── Study material ──
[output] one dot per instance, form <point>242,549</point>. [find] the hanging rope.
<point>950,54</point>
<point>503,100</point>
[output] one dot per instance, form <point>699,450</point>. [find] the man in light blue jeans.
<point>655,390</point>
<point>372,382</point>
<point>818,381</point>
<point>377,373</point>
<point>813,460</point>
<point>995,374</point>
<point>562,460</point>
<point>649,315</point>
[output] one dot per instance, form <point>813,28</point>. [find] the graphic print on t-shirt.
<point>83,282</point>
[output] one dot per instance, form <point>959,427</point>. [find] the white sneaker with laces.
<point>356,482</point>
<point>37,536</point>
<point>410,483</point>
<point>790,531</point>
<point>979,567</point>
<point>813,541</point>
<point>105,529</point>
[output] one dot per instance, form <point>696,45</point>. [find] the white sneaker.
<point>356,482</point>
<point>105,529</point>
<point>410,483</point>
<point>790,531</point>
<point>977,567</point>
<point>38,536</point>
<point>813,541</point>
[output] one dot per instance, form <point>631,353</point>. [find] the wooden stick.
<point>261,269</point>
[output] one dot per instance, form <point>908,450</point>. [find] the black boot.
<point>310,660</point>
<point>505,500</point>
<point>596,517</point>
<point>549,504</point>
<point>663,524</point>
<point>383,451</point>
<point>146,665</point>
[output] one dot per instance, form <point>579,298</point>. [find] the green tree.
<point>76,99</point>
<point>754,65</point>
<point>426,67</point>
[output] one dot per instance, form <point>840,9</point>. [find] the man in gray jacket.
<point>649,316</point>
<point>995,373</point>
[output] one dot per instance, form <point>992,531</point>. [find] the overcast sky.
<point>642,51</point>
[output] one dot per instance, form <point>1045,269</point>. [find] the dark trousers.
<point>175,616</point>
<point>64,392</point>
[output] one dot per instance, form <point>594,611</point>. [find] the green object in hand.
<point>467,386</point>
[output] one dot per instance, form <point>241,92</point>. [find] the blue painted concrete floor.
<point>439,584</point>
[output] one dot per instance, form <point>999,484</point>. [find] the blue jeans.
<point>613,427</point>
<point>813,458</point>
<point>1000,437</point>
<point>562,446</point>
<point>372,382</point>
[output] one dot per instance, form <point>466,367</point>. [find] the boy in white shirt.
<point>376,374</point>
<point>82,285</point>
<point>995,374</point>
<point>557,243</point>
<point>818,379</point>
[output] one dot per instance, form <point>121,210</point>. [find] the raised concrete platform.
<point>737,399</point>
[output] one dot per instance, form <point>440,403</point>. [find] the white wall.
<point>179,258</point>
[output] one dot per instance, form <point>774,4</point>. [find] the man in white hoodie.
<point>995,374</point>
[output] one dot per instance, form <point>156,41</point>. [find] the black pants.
───
**Your task:** Retype all of the records above without a single alteration.

**Problem solution:**
[output] one dot per instance, form <point>242,549</point>. [find] the hanging rope.
<point>950,54</point>
<point>503,100</point>
[output] one dot per instance, form <point>699,450</point>. [find] the man in light blue jeans.
<point>655,390</point>
<point>372,382</point>
<point>818,381</point>
<point>377,373</point>
<point>813,460</point>
<point>995,374</point>
<point>562,460</point>
<point>649,315</point>
[output] one dot per instance, form <point>813,28</point>. [find] the graphic print on t-shirt.
<point>83,282</point>
[output] one dot per instance, form <point>959,427</point>. [find] the white sneaker with laces.
<point>356,482</point>
<point>37,536</point>
<point>410,483</point>
<point>790,531</point>
<point>979,567</point>
<point>813,541</point>
<point>105,529</point>
[output] one dot per instance, form <point>696,45</point>. [find] the white sneaker.
<point>356,482</point>
<point>105,529</point>
<point>410,483</point>
<point>790,531</point>
<point>977,567</point>
<point>38,536</point>
<point>813,541</point>
[output] one dot per instance, form <point>631,353</point>. [find] the wooden stick.
<point>261,269</point>
[output] one dot per instance, form <point>908,450</point>. [find] the black boot.
<point>310,660</point>
<point>505,500</point>
<point>596,517</point>
<point>549,504</point>
<point>663,524</point>
<point>383,451</point>
<point>146,665</point>
[output] one dot per instance, form <point>579,298</point>. [find] the green tree.
<point>76,99</point>
<point>754,65</point>
<point>426,67</point>
[output] one dot per instance, form <point>840,9</point>. [find] the man in gray jacket.
<point>649,316</point>
<point>995,373</point>
[output] one dot per instance, form <point>992,531</point>. [find] the overcast sky.
<point>642,51</point>
[output] one dot per instance, form <point>1045,269</point>. [find] the dark trousers.
<point>175,616</point>
<point>64,392</point>
[output] one dot per instance, form <point>594,611</point>. [find] the green object in hand.
<point>467,386</point>
[output] one dot per instance, form <point>241,92</point>. [find] the blue painted concrete floor.
<point>439,584</point>
[output] one dot per instance, form <point>999,484</point>. [find] the blue jeans.
<point>613,427</point>
<point>813,458</point>
<point>1000,437</point>
<point>562,446</point>
<point>372,382</point>
[output] one dot per instance, form <point>466,367</point>. [find] the boy in white shirt.
<point>376,374</point>
<point>82,285</point>
<point>995,374</point>
<point>557,243</point>
<point>818,379</point>
[output] one dot per instance, form <point>121,210</point>. [find] the raised concrete platform.
<point>737,399</point>
[output] one dot per instance, form <point>440,403</point>. [find] the white wall.
<point>179,258</point>
[output] one dot per instance, form <point>774,4</point>. [find] the man in white hoodie.
<point>995,374</point>
[output] one dot per instance, form <point>156,41</point>. [find] the black pants.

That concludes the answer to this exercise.